(What to produce): Write a continuation of the posts about custom license plates seen on cars, starting after the AHCHOO plate at the allergy doctor's office.

Extracted text Block Start

Custom Licence Plates — Seen in the Wild

Today I saw J⎵⎵STYLE on a Mini Clubman. Which is slightly mysterious until you know there’s a hair & nail salon nearby with that same name.

Ya gotta help us out with some of these.

Arbitrage.

Which is the practice of financiers of finding ways to buy and sell stuff doing nothing useful except extracting a small percentage from everything they touch. Which small percentage on massive volume adds up to being able to live very nicely and buy very expensive cars.

Said another way, his car is a “tax” he levied on everything you or your store buys.

I still don’t know who has the WE1RD0 plate I mentioned upthread but I saw another one in the office parking garage this week that I do know who it belongs to. Our office facilities manager listens exclusively to death metal music and his work wardrobe is jeans and death metal band t-shirts. The plate on his truck? DTH MTL I’ve worked with this guy for 12 years, not sure how I never noticed that before.

That reminds me, I have a friend with the plate P1ERCD, or something along those lines, he has, as you might guess, quite a few piercings.

And I don’t remember if I mentioned this one before, but someone at my allergy doctor’s office has AHCHOO.

Extracted text Block End
Source information Block Start

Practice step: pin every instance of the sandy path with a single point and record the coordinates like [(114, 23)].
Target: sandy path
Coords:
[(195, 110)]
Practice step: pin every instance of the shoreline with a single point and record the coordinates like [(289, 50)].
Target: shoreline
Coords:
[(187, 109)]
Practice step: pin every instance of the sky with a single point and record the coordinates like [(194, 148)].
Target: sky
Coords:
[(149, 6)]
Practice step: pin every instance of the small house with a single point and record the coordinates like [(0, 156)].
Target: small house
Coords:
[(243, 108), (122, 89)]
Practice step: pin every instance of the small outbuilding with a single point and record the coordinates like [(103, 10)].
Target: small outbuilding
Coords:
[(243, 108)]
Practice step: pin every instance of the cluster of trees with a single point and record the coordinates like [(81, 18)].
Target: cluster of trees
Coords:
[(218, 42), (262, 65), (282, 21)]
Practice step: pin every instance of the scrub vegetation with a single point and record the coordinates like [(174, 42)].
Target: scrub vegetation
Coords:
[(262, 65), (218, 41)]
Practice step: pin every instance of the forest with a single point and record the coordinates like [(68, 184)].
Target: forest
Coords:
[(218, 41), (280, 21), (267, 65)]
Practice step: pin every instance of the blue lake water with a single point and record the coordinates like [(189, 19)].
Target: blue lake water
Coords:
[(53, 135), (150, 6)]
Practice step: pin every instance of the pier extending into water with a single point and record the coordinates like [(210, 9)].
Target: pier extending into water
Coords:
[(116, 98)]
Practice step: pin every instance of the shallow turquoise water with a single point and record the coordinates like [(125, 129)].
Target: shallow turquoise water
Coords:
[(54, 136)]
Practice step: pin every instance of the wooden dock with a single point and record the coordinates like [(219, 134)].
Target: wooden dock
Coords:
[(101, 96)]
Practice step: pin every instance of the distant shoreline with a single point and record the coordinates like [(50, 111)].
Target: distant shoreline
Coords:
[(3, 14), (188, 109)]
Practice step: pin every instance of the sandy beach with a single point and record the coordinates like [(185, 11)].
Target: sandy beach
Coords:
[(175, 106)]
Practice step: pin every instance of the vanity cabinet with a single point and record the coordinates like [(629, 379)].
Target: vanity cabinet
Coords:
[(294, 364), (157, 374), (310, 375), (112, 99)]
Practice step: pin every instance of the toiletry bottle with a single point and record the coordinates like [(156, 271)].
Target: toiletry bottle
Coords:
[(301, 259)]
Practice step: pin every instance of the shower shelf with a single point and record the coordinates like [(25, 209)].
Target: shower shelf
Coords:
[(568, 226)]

Source information Block End

(Exercise response):
I don’t think I’ve mentioned this one, either: my former (now-retired) endocrinologist had the plates SAY AAH.

On an elderly Honda Odyssey, UNDRTOW. No stickers or other clues why this is of interest in Arizona.

Maybe they’re a Sue Grafton fan.

Today I saw an SUV festooned with stickers of dogs. Most of which appeared to be variations of Labrador retrievers.

The plate frame and plate said

     THE
CPR⎵⎵1
  Lab Cab

I don’t quite know the significance of “CPR 1”, but I liked the idea of a dog-nut’s car being labeled the “lab cab”. Clever.

Maybe the owner is also an EMT or RN or something.

It’s not for dogs, it’s a mobile medical lab.

I mean, I assume that’s what it is.

Except for the fact Maggies is a local business in Arizona serving a Native American community and the plate I saw was at a grocery store in suburban Southeast Florida.

And the dog stickers. Soooo many dog stickers. :dog: :dog2: :poodle: :service_dog: :guide_dog:


Aside:
FYI all … Some time in the last 48 hours the emoticon interface has changed and there seem to be a few more of them. OTOH, the ability to change the skin tone of the people seems to have disappeared. I just encountered all that now

I just realized I conflated your post with DesertDog’s mention of Arizona, so I was specifically looking for something in Arizona.

Although Arizona has no front plates, the used Bolt I bought has the mountings for one, which looked unfinished, so I got this:

Thanks for the reminders …

FL has no front plates either. So rather realistic but still fake FL-style plates are sorta common. Unusual, but not head-turning unusual. Usually.

Yesterday I see a 1980s Porsche 911 coming. The FL-style front (so fake) plate read GRINGO. When he passed I saw the back plate was an ordinary serialized FL plate. The driver was a 40-ish white male. I’m not sure what message that’s supposed to send.


Today I saw an IL plate with MOSES⎵5.

Because he drives a fun little car like this…

Does he think he’s still 25?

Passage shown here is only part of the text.